**Excerpt**
═══
A historic home in the Charlotte region was just sold for over $2 million. Here’s more
One of the most iconic properties in Belmont and the greater Charlotte area, the nearly century-old, two-story brick Stowe Manor, recently was sold for over $2 million.
The over 8,000-square-foot home at 217 S. Central Ave. near downtown Belmont, west of Charlotte, had been owned by the Stowe textile family for three generations since it was built in the 1920s.
The home had been used for weddings and other events, including corporate parties and reunions, for nearly 30 years now. The last wedding was Nov. 13.
The Stowe family owned the home and it was managed and maintained by Samuel Stowe III and his wife Martha, a teacher and Belmont city councilwoman for 14 years.
The home on 3 acres with nine bedrooms and four baths was listed for sale at $1.95 million by Helen Adams Realty. Designed by architect Hugh White, the Renaissance Revival house has 12-foot ceilings on the main level, a laundry chute and central vacuum from the year it was built in 1924, according to the real estate listing.
On Dec. 7, David Alexander Hostetler II and his wife Wendy bought the Stowe home, according to the Gaston County Register of Deeds office. David Hostetler declined to comment.
═══
**Stored records**
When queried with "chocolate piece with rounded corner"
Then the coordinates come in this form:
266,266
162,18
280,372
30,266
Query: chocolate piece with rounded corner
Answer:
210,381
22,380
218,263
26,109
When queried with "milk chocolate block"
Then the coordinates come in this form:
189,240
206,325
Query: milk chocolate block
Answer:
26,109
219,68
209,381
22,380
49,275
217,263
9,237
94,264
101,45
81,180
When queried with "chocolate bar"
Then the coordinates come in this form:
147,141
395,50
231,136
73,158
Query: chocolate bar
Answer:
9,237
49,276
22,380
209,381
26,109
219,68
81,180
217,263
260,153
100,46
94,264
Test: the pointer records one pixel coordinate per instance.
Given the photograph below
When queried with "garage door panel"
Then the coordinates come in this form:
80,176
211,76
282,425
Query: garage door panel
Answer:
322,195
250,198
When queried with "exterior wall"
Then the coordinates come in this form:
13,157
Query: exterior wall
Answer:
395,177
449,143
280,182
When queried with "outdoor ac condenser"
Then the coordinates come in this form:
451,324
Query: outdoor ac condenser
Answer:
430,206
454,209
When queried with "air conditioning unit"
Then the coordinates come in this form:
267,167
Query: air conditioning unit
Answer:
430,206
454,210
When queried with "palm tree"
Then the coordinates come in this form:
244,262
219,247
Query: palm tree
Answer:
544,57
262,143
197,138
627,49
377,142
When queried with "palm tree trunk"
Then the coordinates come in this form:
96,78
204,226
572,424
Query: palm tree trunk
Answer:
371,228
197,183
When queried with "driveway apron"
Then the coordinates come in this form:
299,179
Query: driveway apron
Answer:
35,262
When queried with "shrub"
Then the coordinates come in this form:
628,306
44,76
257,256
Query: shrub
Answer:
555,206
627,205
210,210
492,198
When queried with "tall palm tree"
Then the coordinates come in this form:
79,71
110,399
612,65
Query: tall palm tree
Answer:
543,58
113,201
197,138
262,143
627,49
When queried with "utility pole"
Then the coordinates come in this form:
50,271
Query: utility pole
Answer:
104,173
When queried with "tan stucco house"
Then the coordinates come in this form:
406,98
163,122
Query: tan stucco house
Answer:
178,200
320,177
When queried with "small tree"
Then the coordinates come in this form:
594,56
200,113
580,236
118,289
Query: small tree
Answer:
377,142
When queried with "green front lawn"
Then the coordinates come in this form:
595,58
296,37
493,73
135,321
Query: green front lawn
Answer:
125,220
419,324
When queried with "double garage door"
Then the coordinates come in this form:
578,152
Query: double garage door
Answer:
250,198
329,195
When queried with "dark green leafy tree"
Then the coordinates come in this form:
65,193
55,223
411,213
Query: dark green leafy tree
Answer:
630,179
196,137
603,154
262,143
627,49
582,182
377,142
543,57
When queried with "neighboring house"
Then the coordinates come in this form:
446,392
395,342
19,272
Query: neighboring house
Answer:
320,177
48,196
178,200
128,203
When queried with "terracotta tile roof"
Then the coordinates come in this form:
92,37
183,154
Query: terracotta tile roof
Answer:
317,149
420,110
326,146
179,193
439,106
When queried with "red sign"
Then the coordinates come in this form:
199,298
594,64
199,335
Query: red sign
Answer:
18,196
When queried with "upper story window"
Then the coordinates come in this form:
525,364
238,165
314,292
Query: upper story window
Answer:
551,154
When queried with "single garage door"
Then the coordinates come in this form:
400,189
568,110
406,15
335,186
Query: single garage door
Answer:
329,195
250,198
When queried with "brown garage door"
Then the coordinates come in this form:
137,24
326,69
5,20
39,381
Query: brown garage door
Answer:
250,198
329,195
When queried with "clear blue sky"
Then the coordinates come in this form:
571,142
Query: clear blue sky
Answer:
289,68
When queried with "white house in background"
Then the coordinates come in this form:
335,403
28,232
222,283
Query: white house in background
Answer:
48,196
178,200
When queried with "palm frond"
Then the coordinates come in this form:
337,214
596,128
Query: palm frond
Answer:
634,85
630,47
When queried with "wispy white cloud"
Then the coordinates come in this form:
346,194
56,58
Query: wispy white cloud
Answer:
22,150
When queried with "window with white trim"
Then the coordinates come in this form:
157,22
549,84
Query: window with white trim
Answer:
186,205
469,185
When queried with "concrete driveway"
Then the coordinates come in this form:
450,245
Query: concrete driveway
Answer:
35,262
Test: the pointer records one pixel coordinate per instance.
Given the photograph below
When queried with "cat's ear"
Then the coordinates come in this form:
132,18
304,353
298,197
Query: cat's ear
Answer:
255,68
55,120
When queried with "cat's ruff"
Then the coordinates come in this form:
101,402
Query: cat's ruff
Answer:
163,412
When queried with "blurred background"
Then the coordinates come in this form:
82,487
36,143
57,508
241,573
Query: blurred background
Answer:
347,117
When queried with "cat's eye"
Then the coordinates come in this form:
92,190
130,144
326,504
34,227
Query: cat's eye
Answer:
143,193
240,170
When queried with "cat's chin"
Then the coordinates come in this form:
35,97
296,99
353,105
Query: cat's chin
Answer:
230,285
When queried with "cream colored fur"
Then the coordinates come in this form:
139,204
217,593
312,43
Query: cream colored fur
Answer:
═══
**Stated exercise 1**
In the article about Stowe Manor, what price was the home listed for, and which firm listed it?
**Stated exercise 2**
Using the Stowe Manor article, explain what it relies on for its statements about the buyers and about the house's features from 1924.
**Stated exercise 3**
Carry on the Stowe Manor article past its final sentence.
The lines play no part in this exercise.

**Task result 1**
It was listed for $1.95 million by Helen Adams Realty.

**Task result 2**
The article names the Gaston County Register of Deeds office as its source for David Alexander Hostetler II and his wife Wendy buying the home on Dec. 7. For the 12-foot ceilings, the laundry chute and the central vacuum dating from 1924, it cites the real estate listing.

**Task result 3**
Realtor Frank Warren represented the Stowe family in the sale, and said the house sold for $2.2 million. He said it was on the market for only one day and generated interest from several buyers in the Charlotte region.
Warren said the new owners plan to return Stowe Manor to a private home.
Martha Stowe, who would often be seen mowing the lawn, said the manor was a lot to keep up for her and her husband.
“Our biggest concern was that (the house) would be torn down,” she said. “We’re really pleased someone is going to use it as a residence.”
History of the manor
The house with beamed ceilings is about 8,500 square feet. It was designed by Hugh White for Samuel Pinkney Stowe Sr., called S.P.
The Stowes owned four textile mills in Belmont, Martha Stowe said, and her husband’s grandfather was owner of the company later known as Belmont Heritage Corp.
Stowe built the manor for his second wife who liked to entertain, including having tea for teachers in the 1920s and ‘30s, according to a video narrated by Martha Stowe on the manor’s website. The website was taken down by Friday.
The house was built in 1922 but it burned and was gutted before the family could move in. It was rebuilt two years later. It cost $50,000 to build the house, with $75,000 to rebuild, according to the video. Spending $125,000 in the early 1920s would be the equivalent of about $2 million now, when adjusted for inflation.
Three generations of the Stowe family lived in the home until 1967.
The Stowes renovated the house in 1994 in conjunction with a fundraiser for the East Gaston YMCA. Local designer Sally Stowe Abernathy and a team of designers created the event space that could seat up to 100 people inside, plus unlimited outdoor seating.
Martha Stowe credited The Charlotte Observer with helping to raise $50,000 for the capital project.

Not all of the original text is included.